TAREA ASIGNADA A:
Informa de cada línea de las filas en la que aparezca la palabra "water" y cópiala completa.

TEXTO DE LECTURA:
====

PROFESOR JOSEPH E. STIGLITZ Y LA PUBLICACIÓN DE SU LIBRO: “EL
MALESTAR EN LA GLOBALIZACIÓN”. QUE CAMBIÓ EN TIEMPOS DE LA CRISIS FINAL DE LA “GLOBALIZACIÓN
DE ÉLITE”.- En 1993 abandoné la vida académica para trabajar en el Consejo de
Asesores Económicos del presidente Clinton. Tras años de investigación
y docencia, ésa fue mi primera irrupción apreciable en la elaboración de
medidas políticas y, más precisamente, en la política. De ahí pasé en 1997 al Banco Mundial, donde fui economista jefe y
vicepresidente senior durante casi tres años, hasta enero de 2000. No pude
haber escogido un momento más fascinante para entrar en política. Estuve en la
Casa Blanca cuando Rusia emprendió la transición desde el comunismo; y en el
Banco Mundial durante la crisis financiera que estalló en el Este asiático en
1997 y llegó a envolver al mundo entero. Siempre
me había interesado el desarrollo económico, pero lo que vi entonces cambió
radicalmente mi visión tanto de la globalización como del desarrollo.

====

MATERIALES PROPORCIONADOS:
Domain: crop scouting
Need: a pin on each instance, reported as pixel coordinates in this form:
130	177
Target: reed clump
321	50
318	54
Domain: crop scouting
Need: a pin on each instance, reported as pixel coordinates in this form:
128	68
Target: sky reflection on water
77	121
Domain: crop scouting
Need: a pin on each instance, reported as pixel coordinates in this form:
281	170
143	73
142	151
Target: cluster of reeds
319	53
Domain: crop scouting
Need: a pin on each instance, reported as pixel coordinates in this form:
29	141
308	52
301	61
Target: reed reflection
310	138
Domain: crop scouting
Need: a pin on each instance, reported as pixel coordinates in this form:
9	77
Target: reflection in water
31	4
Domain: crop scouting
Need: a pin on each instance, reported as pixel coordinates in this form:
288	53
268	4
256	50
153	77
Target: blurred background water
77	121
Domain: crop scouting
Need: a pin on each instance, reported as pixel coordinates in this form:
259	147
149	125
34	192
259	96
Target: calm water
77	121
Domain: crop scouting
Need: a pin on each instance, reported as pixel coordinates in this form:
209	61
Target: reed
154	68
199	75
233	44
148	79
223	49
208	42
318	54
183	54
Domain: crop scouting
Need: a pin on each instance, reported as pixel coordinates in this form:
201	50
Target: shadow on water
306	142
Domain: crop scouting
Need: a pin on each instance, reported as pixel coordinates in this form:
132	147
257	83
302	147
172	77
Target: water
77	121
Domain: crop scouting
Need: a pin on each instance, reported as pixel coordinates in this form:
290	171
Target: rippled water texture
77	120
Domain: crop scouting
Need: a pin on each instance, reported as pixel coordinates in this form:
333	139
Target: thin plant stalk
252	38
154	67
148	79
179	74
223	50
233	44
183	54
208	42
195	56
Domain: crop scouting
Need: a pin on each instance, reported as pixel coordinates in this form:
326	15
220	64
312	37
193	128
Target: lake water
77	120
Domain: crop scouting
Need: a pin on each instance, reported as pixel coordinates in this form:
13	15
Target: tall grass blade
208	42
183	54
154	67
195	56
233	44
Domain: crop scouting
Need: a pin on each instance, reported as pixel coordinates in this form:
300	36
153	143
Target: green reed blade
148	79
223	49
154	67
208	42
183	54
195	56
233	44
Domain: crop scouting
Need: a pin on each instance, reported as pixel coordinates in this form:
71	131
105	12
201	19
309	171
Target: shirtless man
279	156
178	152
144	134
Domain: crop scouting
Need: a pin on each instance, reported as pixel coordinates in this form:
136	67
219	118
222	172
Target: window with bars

====

TAREA ASIGNADA B:
Reescribe como lista breve el párrafo del texto de lectura que empieza con "En 1993 abandoné la vida académica", conservando sus datos principales.

SOLUCIÓN REDACTADA A:
Target: sky reflection on water
Target: reflection in water
Target: blurred background water
Target: calm water
Target: shadow on water
Target: water
Target: rippled water texture
Target: lake water

SOLUCIÓN REDACTADA B:
- En 1993 dejé la vida académica para trabajar en el Consejo de Asesores Económicos del presidente Clinton. Fue mi primera entrada apreciable en la política.
- En 1997 pasé al Banco Mundial, donde fui economista jefe y vicepresidente senior hasta enero de 2000.
- Estuve en la Casa Blanca cuando Rusia emprendió la transición desde el comunismo.
- Estuve en el Banco Mundial durante la crisis financiera que estalló en el Este asiático en 1997 y llegó a envolver al mundo entero.
- Siempre me había interesado el desarrollo económico, pero lo que vi entonces cambió radicalmente mi visión de la globalización y del desarrollo.